INPUT DATA below:

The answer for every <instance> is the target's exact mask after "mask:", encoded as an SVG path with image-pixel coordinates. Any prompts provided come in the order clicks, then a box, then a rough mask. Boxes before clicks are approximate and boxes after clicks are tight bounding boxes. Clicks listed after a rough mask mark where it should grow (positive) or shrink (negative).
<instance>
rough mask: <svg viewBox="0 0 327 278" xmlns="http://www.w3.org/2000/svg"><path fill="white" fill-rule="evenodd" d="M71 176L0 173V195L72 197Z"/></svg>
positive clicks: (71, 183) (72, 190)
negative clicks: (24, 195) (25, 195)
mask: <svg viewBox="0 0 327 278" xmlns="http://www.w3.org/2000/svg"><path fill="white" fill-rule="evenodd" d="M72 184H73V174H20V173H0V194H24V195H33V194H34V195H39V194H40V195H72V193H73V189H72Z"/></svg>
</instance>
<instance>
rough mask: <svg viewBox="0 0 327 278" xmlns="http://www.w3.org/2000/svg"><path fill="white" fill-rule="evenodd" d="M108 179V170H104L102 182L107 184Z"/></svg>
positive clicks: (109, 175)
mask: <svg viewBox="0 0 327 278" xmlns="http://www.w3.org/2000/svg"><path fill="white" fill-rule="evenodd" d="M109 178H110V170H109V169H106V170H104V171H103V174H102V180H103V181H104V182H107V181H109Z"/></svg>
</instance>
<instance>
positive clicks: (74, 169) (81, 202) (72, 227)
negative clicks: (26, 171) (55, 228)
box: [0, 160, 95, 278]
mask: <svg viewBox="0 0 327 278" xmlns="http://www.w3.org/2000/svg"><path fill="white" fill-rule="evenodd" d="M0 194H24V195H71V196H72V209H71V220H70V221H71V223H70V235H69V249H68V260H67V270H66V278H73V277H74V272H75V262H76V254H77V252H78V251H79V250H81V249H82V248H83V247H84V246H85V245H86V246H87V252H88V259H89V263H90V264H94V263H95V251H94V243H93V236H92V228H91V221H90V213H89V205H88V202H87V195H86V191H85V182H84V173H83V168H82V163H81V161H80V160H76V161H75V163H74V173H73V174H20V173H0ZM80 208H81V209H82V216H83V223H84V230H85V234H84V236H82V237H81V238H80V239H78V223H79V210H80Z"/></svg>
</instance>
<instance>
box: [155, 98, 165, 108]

End of INPUT DATA.

# TASK STATEMENT
The line containing "negative clicks: (26, 171) (55, 228)" opens the range, and the last line of the entries closes it; copy that range exactly.

# REPLY TO THE EXERCISE
negative clicks: (26, 171) (55, 228)
box: [0, 160, 95, 278]
mask: <svg viewBox="0 0 327 278" xmlns="http://www.w3.org/2000/svg"><path fill="white" fill-rule="evenodd" d="M0 194H24V195H71V196H72V209H71V220H70V221H71V223H70V235H69V249H68V260H67V270H66V278H73V277H74V272H75V262H76V254H77V252H78V251H79V250H81V249H82V248H83V247H84V246H85V245H86V246H87V252H88V259H89V263H90V264H94V263H95V251H94V243H93V236H92V228H91V221H90V213H89V205H88V202H87V195H86V191H85V182H84V173H83V168H82V163H81V161H80V160H76V161H75V163H74V173H73V174H20V173H0ZM80 208H81V209H82V216H83V223H84V230H85V234H84V236H82V237H81V238H80V239H78V223H79V210H80Z"/></svg>
</instance>
<instance>
box: [155, 98, 165, 108]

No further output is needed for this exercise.